_WHAT YOU WILL DO_.
1. Render the lines of the listing from the line containing "bed shown here." through the end of the listing, inclusive, as a JSON list of strings, one string per line, omitting blank lines.
2. Carry on the article about standardized testing, starting after its last sentence.

_TEXT SEGMENT_.
++++++++++
The high school senior from Charlotte spent upwards of $1,000 on prep classes. She spent countless hours after her classes preparing for the test. She hoped to improve her score by one or two points to gain an edge against her competitors.
Sydney Bozman took the ACT a total of four times.
“I knew the high stakes of the test when I became a senior,” Bozman said. “I saw minor improvements in my score despite hours of ACT practice per week. I didn’t feel like I could perform my best with the high pressure."
Bozman’s story echoes the concerns many high school students across the United States have about standardized testing.
Crafting a more relevant SAT
Standardized testing has long been a staple of the college admissions process in the United States. 1.7 million students took the SAT last year, and 1.8 million took the ACT. But with test scores dropping, changes are coming.
2014 marked the lowest average test scores for the SAT since the test’s format changed to include a mandatory writing section in 2005. The declining scores led the College Board, the organization in charge of the SAT, to change some of its policies.
Video Clip: Students reflect on their standardized testing experiences. Video by Kyle Lubinsky.
In March 2016, students will begin taking a redesigned SAT renewing the previous 1600 point-scale with reading and math sections at 800 points apiece. The essay section becomes optional and separately scored.
++++++++++
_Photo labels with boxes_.

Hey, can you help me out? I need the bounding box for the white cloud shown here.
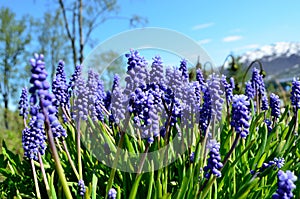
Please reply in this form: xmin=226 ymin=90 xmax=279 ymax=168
xmin=192 ymin=22 xmax=215 ymax=30
xmin=198 ymin=39 xmax=211 ymax=45
xmin=223 ymin=35 xmax=243 ymax=42
xmin=235 ymin=44 xmax=259 ymax=51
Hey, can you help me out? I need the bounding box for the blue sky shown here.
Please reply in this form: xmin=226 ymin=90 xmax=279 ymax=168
xmin=0 ymin=0 xmax=300 ymax=65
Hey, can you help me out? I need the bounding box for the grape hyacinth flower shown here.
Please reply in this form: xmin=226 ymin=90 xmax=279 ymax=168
xmin=78 ymin=180 xmax=86 ymax=196
xmin=221 ymin=75 xmax=234 ymax=103
xmin=19 ymin=87 xmax=29 ymax=119
xmin=264 ymin=119 xmax=272 ymax=133
xmin=203 ymin=140 xmax=223 ymax=179
xmin=111 ymin=74 xmax=120 ymax=91
xmin=207 ymin=74 xmax=224 ymax=121
xmin=108 ymin=188 xmax=117 ymax=199
xmin=190 ymin=152 xmax=195 ymax=163
xmin=251 ymin=68 xmax=266 ymax=97
xmin=199 ymin=88 xmax=212 ymax=135
xmin=270 ymin=93 xmax=280 ymax=120
xmin=110 ymin=77 xmax=126 ymax=124
xmin=150 ymin=56 xmax=164 ymax=85
xmin=181 ymin=83 xmax=199 ymax=129
xmin=179 ymin=59 xmax=189 ymax=81
xmin=52 ymin=60 xmax=69 ymax=107
xmin=22 ymin=113 xmax=46 ymax=161
xmin=231 ymin=95 xmax=250 ymax=139
xmin=86 ymin=70 xmax=98 ymax=121
xmin=42 ymin=93 xmax=67 ymax=138
xmin=95 ymin=78 xmax=111 ymax=121
xmin=272 ymin=170 xmax=297 ymax=199
xmin=29 ymin=54 xmax=67 ymax=137
xmin=29 ymin=54 xmax=50 ymax=105
xmin=261 ymin=96 xmax=269 ymax=111
xmin=124 ymin=49 xmax=149 ymax=95
xmin=68 ymin=65 xmax=82 ymax=90
xmin=290 ymin=79 xmax=300 ymax=113
xmin=196 ymin=69 xmax=205 ymax=89
xmin=245 ymin=82 xmax=255 ymax=100
xmin=128 ymin=88 xmax=159 ymax=144
xmin=166 ymin=67 xmax=185 ymax=100
xmin=72 ymin=76 xmax=88 ymax=122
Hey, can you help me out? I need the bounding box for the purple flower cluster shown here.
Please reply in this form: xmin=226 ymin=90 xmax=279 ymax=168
xmin=124 ymin=50 xmax=149 ymax=95
xmin=272 ymin=170 xmax=297 ymax=199
xmin=245 ymin=82 xmax=255 ymax=100
xmin=179 ymin=59 xmax=189 ymax=80
xmin=270 ymin=93 xmax=280 ymax=119
xmin=264 ymin=119 xmax=272 ymax=133
xmin=52 ymin=60 xmax=69 ymax=107
xmin=29 ymin=54 xmax=50 ymax=105
xmin=221 ymin=75 xmax=234 ymax=103
xmin=110 ymin=78 xmax=126 ymax=124
xmin=261 ymin=96 xmax=269 ymax=111
xmin=22 ymin=113 xmax=46 ymax=161
xmin=128 ymin=85 xmax=160 ymax=144
xmin=207 ymin=74 xmax=224 ymax=121
xmin=72 ymin=76 xmax=89 ymax=122
xmin=78 ymin=180 xmax=86 ymax=196
xmin=19 ymin=87 xmax=29 ymax=119
xmin=150 ymin=56 xmax=164 ymax=84
xmin=68 ymin=65 xmax=82 ymax=90
xmin=86 ymin=70 xmax=99 ymax=121
xmin=108 ymin=188 xmax=117 ymax=199
xmin=203 ymin=140 xmax=223 ymax=179
xmin=181 ymin=83 xmax=199 ymax=128
xmin=196 ymin=69 xmax=205 ymax=88
xmin=251 ymin=68 xmax=266 ymax=97
xmin=290 ymin=79 xmax=300 ymax=112
xmin=231 ymin=95 xmax=250 ymax=138
xmin=42 ymin=93 xmax=67 ymax=138
xmin=199 ymin=88 xmax=212 ymax=135
xmin=166 ymin=67 xmax=184 ymax=100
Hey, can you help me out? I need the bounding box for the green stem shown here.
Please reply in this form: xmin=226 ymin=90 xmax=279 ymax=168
xmin=30 ymin=159 xmax=41 ymax=199
xmin=200 ymin=121 xmax=210 ymax=168
xmin=294 ymin=108 xmax=298 ymax=135
xmin=38 ymin=153 xmax=52 ymax=199
xmin=105 ymin=131 xmax=125 ymax=198
xmin=220 ymin=134 xmax=241 ymax=170
xmin=136 ymin=142 xmax=150 ymax=176
xmin=62 ymin=140 xmax=80 ymax=180
xmin=76 ymin=119 xmax=83 ymax=180
xmin=41 ymin=103 xmax=72 ymax=199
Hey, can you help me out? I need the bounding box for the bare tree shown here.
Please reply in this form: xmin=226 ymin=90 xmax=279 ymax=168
xmin=34 ymin=9 xmax=71 ymax=82
xmin=0 ymin=8 xmax=31 ymax=129
xmin=58 ymin=0 xmax=147 ymax=66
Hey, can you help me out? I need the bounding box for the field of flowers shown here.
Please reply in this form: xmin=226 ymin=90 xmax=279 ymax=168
xmin=0 ymin=50 xmax=300 ymax=199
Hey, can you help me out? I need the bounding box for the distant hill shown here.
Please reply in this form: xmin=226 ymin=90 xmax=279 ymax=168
xmin=240 ymin=42 xmax=300 ymax=82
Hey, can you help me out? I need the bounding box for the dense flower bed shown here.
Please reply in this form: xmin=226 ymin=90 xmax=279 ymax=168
xmin=0 ymin=50 xmax=300 ymax=198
++++++++++
_RESPONSE LIST_.
1.
[
  "Hey, can you help me out? I need the bounding box for the dense flower bed shown here.",
  "Please reply in this form: xmin=226 ymin=90 xmax=279 ymax=168",
  "xmin=0 ymin=50 xmax=300 ymax=198"
]

2.
The test has also been simplified in other ways.
Students will not lose points for incorrect answers, and there are fewer math topics covered. The total number of answers for each multiple-choice question also shrinks from five to four.
When the changes to the SAT were revealed, David Coleman, president of College Board, expressed his disdain for the direction of standardized testing.
“We must certainly ask ourselves if we are, together or as a group, doing all we can to advance equity and excellence,” he said at the South by Southwest Education conference.
Former test-takers are upset they didn't have a simplified math section.
“I felt very unprepared,” said Anthony Khashman, a senior at Charlotte Catholic High School. “The math was pre-calculus level, so if you took the SAT junior year and didn’t take pre-calculus that year, you were at a serious disadvantage.”
On the revised SAT, College Board will add word problems and decrease the number of equation-related questions.
Students taking the SAT now have the choice of taking the updated 1600-point test or the outgoing 2400-point test. But the choice will soon vanish when the last 2400-point test is administered Jan. 23, 2016.
Rethinking practice materials
After conducting a survey, College Board revealed individuals from lower income brackets have a lower mean score on both the Critical Reading and Mathematics sections of the SAT. To address this issue, College Board is working with Khan Academy and offering free online resources, including practice tests and quizzes. These practice resources became available to the public in spring 2015.
But some students struggled with understanding the practice materials.
“I did the daily quiz questions and test prep College Board offers online," said Kirsten Amos, a freshman at Ohio State University. "But those always gave me perfect scores that my actual test didn’t reflect."
Despite some negative feedback, College Board representatives hope its new partnership with Khan Academy will ease the preparation process for students.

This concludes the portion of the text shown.